[DATASET start]

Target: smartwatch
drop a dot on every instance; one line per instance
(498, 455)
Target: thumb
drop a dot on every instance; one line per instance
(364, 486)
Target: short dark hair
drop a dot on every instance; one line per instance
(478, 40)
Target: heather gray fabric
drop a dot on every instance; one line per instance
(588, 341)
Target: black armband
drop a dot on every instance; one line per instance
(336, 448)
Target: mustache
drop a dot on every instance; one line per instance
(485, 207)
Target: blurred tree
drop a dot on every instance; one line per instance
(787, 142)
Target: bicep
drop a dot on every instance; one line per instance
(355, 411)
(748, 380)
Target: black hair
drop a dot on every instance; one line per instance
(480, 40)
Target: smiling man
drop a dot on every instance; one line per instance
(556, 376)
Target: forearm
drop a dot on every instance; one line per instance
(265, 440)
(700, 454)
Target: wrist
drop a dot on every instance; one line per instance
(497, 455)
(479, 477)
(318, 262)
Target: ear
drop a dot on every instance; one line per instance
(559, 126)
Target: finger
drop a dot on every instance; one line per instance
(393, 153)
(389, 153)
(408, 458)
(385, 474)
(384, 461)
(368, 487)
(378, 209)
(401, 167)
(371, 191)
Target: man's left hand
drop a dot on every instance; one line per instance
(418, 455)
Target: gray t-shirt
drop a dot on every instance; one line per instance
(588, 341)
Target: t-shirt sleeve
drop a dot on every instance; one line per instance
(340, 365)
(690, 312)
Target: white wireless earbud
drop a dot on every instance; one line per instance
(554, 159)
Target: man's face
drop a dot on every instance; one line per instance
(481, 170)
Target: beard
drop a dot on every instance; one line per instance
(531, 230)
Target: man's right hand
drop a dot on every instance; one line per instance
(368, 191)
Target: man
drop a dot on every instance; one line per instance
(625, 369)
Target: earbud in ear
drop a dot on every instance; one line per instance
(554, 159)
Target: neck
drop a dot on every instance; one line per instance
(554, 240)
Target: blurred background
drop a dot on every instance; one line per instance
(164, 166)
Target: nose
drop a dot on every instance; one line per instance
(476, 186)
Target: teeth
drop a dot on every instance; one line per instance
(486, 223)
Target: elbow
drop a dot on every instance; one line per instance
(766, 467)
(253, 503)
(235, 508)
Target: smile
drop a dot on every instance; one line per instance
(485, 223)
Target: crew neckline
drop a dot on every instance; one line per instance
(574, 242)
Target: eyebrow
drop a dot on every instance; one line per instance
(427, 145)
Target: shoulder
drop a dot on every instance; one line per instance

[DATASET end]

#### EXERCISE:
Give the entries once more, exactly as they appear.

#### CORRECT ANSWER:
Target: smartwatch
drop a dot on every instance; one line per instance
(498, 455)
Target: thumb
drop a dot on every instance; one line per instance
(364, 486)
Target: short dark hair
drop a dot on every instance; one line per instance
(478, 40)
Target: heather gray fabric
drop a dot on every instance; one line per instance
(588, 341)
Target: black armband
drop a dot on every instance; one line per instance
(336, 448)
Target: mustache
drop a dot on every instance; one line per instance
(485, 207)
Target: blurred tree
drop a dot on every instance; one line per instance
(787, 142)
Target: bicep
drop a dot on every instance; one line per instance
(355, 411)
(748, 380)
Target: black hair
drop a dot on every instance; one line per instance
(480, 40)
Target: smiling man
drop a dot on every instance; one line per instance
(556, 376)
Target: forearm
drop a dot on every instance; one line per instance
(265, 440)
(700, 454)
Target: wrist
drop a dot on every instance; one line per instance
(497, 455)
(479, 477)
(318, 262)
Target: ear
drop a dot on every instance; one line per instance
(559, 126)
Target: finger
drop a dot on every instance; one line per instance
(393, 153)
(389, 153)
(408, 458)
(385, 474)
(384, 461)
(368, 487)
(378, 209)
(401, 167)
(371, 191)
Target: man's left hand
drop a dot on every instance; one line per instance
(418, 455)
Target: gray t-shirt
drop a dot on every instance; one line per instance
(588, 341)
Target: t-shirt sleeve
drop a dot on every instance; one line per instance
(340, 365)
(690, 312)
Target: white wireless earbud
drop a dot on every instance; one line per instance
(554, 159)
Target: man's face
drop a dot on every instance; one line per instance
(481, 170)
Target: beard
drop a dot on every instance; one line per instance
(531, 230)
Target: man's right hand
drop a dot on every instance; one line per instance
(368, 191)
Target: man
drop a dot on every instance; one line per instance
(625, 369)
Target: earbud in ear
drop a dot on every instance; one line per instance
(554, 159)
Target: neck
drop a dot on every instance; one line per instance
(554, 240)
Target: blurred background
drop a dot on every instance; one line per instance
(164, 166)
Target: nose
drop a dot on every instance; one line per instance
(476, 186)
Target: teeth
drop a dot on every instance; one line per instance
(486, 223)
Target: elbow
drop a dot on every instance; one line per instance
(766, 467)
(253, 503)
(235, 508)
Target: smile
drop a dot on every instance; one line per instance
(485, 223)
Target: crew neckline
drop a dot on every instance; one line per instance
(574, 242)
Target: eyebrow
drop a dot on every instance; one line per instance
(427, 145)
Target: shoulder
drop a dot on every instance; one line per instance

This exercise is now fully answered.